TEXT TO READ:
···
Real Programming with AWK

by Alan Bradley

The purpose of this article is to demonstrate that real programs can be and are written using the AWK programming language. When I first started working with UNIX, going back 10 years now, no one I knew used anything but shell scripts or AWK to write programs. Even now, I still frequently use AWK to create backup scripts and the like. Often people think that AWK can be used for only basic text manipulation tasks, such as cutting a column from a file, or for system administration tasks, such as killing a process. This is not the case; AWK is effective for a number of programming applications. The examples in this article make use of the standard GNU AWK that ships with Red Hat Linux.

Let's use a scenario in which your boss comes to you complaining that the accounting department needs a program that prints invoices using the Sales and Client files from the accounting system. The problem is the C programmer and the Perl guru both are out sick.

"Not a problem", you say, "I can do that for you."

"What?", says the boss. "You don't know C or Perl".

"Not to worry, I know AWK."

The boss looks on disbelieving, but being in a bit of a fix he hands you the specs and says, "Surprise me".
···
DATA RECORDS:
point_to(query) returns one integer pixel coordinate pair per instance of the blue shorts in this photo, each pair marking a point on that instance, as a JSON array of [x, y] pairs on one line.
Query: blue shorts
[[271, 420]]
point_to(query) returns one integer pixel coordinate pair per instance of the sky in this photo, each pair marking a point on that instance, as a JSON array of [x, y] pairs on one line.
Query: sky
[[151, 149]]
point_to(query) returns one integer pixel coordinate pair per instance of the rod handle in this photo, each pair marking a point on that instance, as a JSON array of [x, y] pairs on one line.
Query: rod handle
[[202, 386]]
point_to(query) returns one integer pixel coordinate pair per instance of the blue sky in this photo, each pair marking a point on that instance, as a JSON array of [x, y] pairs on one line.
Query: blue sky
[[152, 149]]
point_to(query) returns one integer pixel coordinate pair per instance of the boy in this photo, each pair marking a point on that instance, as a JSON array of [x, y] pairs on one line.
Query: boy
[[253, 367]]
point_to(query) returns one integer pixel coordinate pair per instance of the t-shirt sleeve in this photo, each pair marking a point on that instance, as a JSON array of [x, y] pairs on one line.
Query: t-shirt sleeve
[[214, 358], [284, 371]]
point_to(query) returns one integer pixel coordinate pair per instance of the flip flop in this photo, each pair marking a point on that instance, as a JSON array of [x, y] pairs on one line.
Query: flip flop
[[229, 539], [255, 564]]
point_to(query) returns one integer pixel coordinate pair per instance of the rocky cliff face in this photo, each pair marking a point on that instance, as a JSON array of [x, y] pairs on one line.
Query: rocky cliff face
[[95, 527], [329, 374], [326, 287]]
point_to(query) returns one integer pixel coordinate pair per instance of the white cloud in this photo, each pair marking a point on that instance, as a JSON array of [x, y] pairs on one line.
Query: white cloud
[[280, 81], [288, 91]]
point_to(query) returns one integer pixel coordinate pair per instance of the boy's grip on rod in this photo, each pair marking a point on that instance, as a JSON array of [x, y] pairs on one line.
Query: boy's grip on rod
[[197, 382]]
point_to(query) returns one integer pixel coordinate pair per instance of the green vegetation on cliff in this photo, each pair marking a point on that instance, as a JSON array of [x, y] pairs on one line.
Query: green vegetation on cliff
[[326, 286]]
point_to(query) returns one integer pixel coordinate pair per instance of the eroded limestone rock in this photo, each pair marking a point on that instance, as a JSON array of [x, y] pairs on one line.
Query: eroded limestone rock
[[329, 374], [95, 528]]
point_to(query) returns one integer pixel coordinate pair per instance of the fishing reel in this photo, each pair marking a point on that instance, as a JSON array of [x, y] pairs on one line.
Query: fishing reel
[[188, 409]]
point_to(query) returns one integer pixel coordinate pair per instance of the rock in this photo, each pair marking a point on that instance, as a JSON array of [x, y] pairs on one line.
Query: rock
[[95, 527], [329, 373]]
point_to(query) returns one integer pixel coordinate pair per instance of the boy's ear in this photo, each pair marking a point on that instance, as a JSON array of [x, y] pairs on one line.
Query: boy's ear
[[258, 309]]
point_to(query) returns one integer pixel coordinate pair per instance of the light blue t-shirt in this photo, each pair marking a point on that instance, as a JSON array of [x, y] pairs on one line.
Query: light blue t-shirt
···
Please carry on the article about writing real programs in AWK, starting right after the boss hands over the specs and says "Surprise me".

Take a look at the specs first. We have a sample Sales file (Listing 1), which contains columns for Stock Code, Client Code, Quantity of Item purchased, Item Description and Unit Price of Item. We also have a sample from the Client file (Listing 2), with the columns Client Name, Client Code, Address Line 1, Address Line 2, Address Line 3, Postal/Zip Code and Telephone Number. Notice that the Sales file records use commas as the field delimiter, while the Client file uses a tilde as the field delimiter. The specs ask for invoices to be printed using the A P Building Supply address in the top right hand corner, followed by the Client name and address on the left hand side of the invoice. Underneath that we want a heading consisting of the Stock Code, Item Description, Quantity, Unit Price and Total. Then, for each item a customer bought, we want a separate line with the item's Stock Code, Description, Quantity Purchased, Unit Price and Total. At the end of the invoice we want a grand total in the Total column. The Sales file and the Client file are provided sorted in order of Client Code.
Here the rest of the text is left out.